#### Texte à lire ####
La commission examine tout d'abord le rapport pour avis de M. Albéric de Montgolfier sur le projet de loi n° 445 (2015-2016) renforçant la lutte contre le crime organisé, le terrorisme et leur financement, et améliorant l'efficacité et les garanties de la procédure pénale.
EXAMEN DU RAPPORT POUR AVIS
Notre commission a souhaité se saisir pour avis du projet de loi de lutte contre le financement du crime organisé et du terrorisme, examiné au fond par la commission des lois sur le rapport de Michel Mercier. Les dispositions entrant dans notre champ de compétence figurent aux articles 12 à 16 quinquies et à l'article 33 du projet de loi, soit douze articles.
Dans le courant des années 2000, de nombreuses mesures ont été prises au niveau international, européen et national, afin de lutter contre les circuits de financement du terrorisme et du crime organisé. Le Groupe d'action financière (GAFI) a élaboré des recommandations, l'Union européenne a adopté plusieurs paquets anti-blanchiment qui ont été transposés en droit français. La transposition complète de la quatrième directive anti - blanchiment du 20 mai 2015 est prévue par habilitation dans le présent projet de loi.
La France dispose d'outils juridiques élaborés et de services spécialisés, qu'il s'agisse des services des douanes ou de la cellule de renseignement financier Tracfin, auquel la présidente Michèle André et moi-même avons rendu visite le 20 janvier dernier, saluant à cette occasion son professionnalisme. L'évolution des risques et les enseignements tirés des deux vagues d'attentats commis en 2015 incitent toutefois le Gouvernement à proposer de nouvelles dispositions législatives sur le financement du terrorisme et du crime organisé, qui présentent des liens bien connus. Ces initiatives interviennent alors que la Commission européenne, sous l'impulsion de notre pays, s'est engagée à proposer, à la fin du deuxième semestre 2016 au plus tard, une nouvelle série de dispositions que le présent projet de loi anticipe.
L'article 12 crée une nouvelle infraction réprimant le trafic de biens culturels depuis des zones où agissent des terroristes. On voit bien tout l'intérêt de cette disposition qui trouve sa source dans la connaissance des modalités de financement du groupe Daech.
L'article 13 plafonne la capacité d'emport des cartes prépayées et renforce leur traçabilité, prenant ainsi acte de l'utilisation de ces moyens de paiement, souvent anonymes, pour financer des opérations terroristes. Sur ce point, malgré nos efforts, une harmonisation européenne sera évidemment nécessaire. Je vous proposerai un amendement plafonnant plus précisément les mouvements réalisés « en monnaie électronique anonyme et en espèces » sur ces cartes.
L'article 14 permet à Tracfin de signaler aux établissements de crédit des situations générales mais aussi des situations individuelles présentant des risques élevés. Il s'agit d'un renversement de la procédure habituelle, car aujourd'hui Tracfin se contente de recevoir des déclarations de soupçons, même si des appels généraux à vigilance ont pu être diffusés par le passé.
#### Enregistrements fournis ####
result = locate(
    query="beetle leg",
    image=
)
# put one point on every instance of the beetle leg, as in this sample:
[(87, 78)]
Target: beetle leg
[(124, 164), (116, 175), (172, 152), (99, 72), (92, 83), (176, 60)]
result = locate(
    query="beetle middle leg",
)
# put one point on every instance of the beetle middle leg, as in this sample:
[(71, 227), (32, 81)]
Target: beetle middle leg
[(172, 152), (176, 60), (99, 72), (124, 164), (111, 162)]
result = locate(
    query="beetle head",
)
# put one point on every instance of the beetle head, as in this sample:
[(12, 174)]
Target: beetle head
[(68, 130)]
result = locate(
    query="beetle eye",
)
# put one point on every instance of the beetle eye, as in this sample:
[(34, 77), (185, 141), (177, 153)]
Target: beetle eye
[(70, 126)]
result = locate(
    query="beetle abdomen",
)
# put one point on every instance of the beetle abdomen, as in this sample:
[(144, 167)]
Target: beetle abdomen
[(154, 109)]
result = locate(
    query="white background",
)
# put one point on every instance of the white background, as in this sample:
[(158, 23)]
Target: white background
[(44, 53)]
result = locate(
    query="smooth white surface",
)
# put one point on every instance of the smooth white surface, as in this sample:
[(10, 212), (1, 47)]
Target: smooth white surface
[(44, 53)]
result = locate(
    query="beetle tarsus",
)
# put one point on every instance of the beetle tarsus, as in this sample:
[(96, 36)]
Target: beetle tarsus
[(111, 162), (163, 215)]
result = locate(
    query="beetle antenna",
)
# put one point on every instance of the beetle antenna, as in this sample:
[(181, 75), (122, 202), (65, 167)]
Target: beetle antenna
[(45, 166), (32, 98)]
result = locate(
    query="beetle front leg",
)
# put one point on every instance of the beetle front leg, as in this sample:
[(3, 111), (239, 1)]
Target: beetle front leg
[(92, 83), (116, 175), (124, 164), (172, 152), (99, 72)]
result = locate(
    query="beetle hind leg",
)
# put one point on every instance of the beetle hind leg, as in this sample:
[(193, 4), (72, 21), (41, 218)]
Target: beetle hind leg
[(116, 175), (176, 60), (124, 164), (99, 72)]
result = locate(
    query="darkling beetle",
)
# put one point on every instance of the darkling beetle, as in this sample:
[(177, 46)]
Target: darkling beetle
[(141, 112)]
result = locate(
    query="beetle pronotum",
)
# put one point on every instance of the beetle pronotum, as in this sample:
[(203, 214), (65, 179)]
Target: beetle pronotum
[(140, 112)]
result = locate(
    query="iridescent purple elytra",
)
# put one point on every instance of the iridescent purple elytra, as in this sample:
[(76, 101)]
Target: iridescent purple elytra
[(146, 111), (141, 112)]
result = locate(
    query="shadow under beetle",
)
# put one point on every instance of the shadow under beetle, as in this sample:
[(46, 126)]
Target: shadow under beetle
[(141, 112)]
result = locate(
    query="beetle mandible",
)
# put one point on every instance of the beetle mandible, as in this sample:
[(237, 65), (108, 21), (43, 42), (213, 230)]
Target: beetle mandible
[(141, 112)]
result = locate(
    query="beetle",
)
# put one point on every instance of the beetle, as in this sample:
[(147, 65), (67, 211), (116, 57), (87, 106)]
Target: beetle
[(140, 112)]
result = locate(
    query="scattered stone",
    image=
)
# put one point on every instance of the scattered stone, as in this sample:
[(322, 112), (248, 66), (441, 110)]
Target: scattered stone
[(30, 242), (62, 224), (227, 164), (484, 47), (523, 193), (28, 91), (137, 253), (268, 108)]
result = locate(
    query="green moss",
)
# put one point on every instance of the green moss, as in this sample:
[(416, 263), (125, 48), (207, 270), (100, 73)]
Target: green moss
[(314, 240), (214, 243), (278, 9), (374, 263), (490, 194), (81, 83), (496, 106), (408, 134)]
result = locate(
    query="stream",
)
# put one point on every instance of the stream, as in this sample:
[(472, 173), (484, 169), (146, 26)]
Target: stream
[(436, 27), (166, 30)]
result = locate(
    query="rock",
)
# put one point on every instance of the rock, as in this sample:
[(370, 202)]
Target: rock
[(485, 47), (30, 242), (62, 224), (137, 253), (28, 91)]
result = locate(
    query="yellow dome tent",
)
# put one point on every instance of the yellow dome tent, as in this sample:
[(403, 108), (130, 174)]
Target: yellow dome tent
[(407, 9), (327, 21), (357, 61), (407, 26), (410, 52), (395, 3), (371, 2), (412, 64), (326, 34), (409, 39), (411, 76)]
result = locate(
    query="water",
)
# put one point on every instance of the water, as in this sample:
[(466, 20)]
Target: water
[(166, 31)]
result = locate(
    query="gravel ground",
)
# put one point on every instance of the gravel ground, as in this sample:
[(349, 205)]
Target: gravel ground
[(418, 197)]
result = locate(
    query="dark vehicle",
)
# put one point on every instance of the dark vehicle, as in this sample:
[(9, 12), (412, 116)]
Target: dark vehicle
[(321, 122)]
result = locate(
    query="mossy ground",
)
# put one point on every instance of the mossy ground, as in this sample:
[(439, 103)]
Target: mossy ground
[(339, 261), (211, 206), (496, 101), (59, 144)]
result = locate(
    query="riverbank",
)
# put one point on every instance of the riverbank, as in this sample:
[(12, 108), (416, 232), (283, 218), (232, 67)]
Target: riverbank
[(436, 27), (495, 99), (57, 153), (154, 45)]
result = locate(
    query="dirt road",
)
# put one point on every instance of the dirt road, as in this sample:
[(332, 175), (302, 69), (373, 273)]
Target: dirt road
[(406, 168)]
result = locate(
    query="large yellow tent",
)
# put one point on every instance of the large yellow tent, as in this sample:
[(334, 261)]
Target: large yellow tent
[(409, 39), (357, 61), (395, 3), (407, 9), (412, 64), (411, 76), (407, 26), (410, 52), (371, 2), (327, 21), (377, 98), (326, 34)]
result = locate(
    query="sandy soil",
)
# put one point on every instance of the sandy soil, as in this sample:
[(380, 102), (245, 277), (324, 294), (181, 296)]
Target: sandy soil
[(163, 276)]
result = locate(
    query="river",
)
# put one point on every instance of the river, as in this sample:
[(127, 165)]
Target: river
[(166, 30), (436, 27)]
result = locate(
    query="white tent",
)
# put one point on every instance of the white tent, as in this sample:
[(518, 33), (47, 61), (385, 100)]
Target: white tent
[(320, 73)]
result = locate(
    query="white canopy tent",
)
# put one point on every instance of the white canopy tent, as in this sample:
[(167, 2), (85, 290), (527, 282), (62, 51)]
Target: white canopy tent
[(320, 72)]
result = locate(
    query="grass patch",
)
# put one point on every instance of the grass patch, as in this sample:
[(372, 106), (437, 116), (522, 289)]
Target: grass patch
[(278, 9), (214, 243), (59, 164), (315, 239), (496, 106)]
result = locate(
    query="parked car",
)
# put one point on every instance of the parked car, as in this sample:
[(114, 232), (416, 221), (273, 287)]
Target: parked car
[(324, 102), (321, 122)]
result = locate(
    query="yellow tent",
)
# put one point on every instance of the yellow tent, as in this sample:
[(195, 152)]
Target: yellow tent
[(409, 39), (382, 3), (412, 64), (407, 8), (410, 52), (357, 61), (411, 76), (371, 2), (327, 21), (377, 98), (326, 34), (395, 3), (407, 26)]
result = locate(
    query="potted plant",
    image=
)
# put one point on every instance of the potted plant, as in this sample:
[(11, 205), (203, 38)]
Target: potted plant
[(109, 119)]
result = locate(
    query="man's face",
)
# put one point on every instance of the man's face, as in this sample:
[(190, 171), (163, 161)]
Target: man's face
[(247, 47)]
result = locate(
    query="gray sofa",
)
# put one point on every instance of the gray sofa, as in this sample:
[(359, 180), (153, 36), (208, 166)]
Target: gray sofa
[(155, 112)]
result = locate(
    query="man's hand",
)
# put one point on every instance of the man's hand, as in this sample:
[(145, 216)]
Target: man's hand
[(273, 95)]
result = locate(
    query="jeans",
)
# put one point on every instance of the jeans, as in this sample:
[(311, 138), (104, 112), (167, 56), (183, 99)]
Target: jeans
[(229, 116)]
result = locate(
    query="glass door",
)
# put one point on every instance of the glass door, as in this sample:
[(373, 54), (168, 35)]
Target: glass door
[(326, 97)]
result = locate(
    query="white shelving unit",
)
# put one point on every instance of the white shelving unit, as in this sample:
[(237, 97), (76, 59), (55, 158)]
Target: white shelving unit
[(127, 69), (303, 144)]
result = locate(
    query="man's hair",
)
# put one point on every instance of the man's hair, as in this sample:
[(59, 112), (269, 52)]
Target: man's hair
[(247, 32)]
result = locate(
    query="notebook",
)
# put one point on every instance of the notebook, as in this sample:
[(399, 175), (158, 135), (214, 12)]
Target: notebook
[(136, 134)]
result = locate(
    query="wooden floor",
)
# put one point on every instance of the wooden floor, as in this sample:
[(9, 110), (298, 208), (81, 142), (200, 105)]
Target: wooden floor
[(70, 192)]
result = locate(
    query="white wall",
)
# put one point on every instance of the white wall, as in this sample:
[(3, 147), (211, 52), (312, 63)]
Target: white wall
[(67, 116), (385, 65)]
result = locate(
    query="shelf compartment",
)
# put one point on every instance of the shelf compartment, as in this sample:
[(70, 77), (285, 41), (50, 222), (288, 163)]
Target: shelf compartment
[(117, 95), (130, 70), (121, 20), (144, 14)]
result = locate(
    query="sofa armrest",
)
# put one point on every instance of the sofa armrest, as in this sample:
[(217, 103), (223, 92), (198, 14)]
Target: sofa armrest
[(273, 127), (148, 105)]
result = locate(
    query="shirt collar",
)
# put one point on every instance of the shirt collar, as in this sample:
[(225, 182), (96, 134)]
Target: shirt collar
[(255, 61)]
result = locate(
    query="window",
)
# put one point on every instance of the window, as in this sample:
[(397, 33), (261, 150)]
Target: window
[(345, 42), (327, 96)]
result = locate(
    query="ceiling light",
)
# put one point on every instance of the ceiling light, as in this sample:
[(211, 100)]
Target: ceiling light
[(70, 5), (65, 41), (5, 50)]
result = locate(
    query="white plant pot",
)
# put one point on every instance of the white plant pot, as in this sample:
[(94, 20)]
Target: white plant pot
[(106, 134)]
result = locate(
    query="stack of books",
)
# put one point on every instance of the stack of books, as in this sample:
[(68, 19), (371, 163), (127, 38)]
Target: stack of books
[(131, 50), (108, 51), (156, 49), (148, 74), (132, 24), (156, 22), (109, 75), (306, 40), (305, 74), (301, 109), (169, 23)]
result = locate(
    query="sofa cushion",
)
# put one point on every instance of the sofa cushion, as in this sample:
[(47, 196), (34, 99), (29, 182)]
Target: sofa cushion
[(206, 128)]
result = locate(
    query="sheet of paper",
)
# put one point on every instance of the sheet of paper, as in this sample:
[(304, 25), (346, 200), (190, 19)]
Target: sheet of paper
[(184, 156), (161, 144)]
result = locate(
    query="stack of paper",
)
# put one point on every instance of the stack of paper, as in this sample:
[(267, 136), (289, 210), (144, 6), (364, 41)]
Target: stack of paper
####
■ **Consigne**
Poursuivez le texte sur le financement du terrorisme et du crime organisé après sa dernière phrase. Ces enregistrements n'ont aucun rapport avec le texte.

■ **Résultat**
Si cette mesure est particulièrement utile, les signalements individuels pourraient conduire les établissements financiers à fermer les comptes concernés, ce qui irait à l'encontre des objectifs poursuivis. Je vous proposerai donc un amendement autorisant Tracfin à interdire ces fermetures tout en exonérant les établissements de responsabilité civile et pénale s'ils remplissent leurs obligations. L'article 14 bis introduit par l'Assemblée nationale, étend d'ailleurs le régime d'irresponsabilité pénale en cas d'ouverture de compte sur désignation de la Banque de France.
L'article 15 étend le droit de communication de Tracfin aux gestionnaires d'un système de cartes de paiement ou de retrait, tels que le Groupement des cartes bancaires ou les sociétés Visa et Mastercard ; soit. Mais je vous proposerai un amendement pour aller plus loin et inclure les plateformes de monnaies virtuelles dans la liste des personnes assujetties aux obligations de vigilance, en les soumettant au statut de prestataire de services de paiement ; j'aimerais entendre le Gouvernement sur ce point.
L'article 15 bis étend l'accès direct des agents habilités de Tracfin au fichier de traitement d'antécédents judiciaires (TAJ), alors que cet accès était limité à la prévention du terrorisme. Je vous proposerai un amendement harmonisant la rédaction inscrite dans le code monétaire et financier et celle du code de la sécurité intérieure. Je vous proposerai également un article additionnel donnant aux établissements de crédit, de paiement et de monnaie électronique un accès aux informations relatives aux numéros des documents d'identité perdus, volés ou invalidés, afin qu'ils puissent vérifier les éléments d'identification fournis par leurs clients.
L'article 16 instaure une présomption d'origine illicite des fonds en matière de délit douanier. Je vous proposerai de l'étendre à « tout crime ou délit ».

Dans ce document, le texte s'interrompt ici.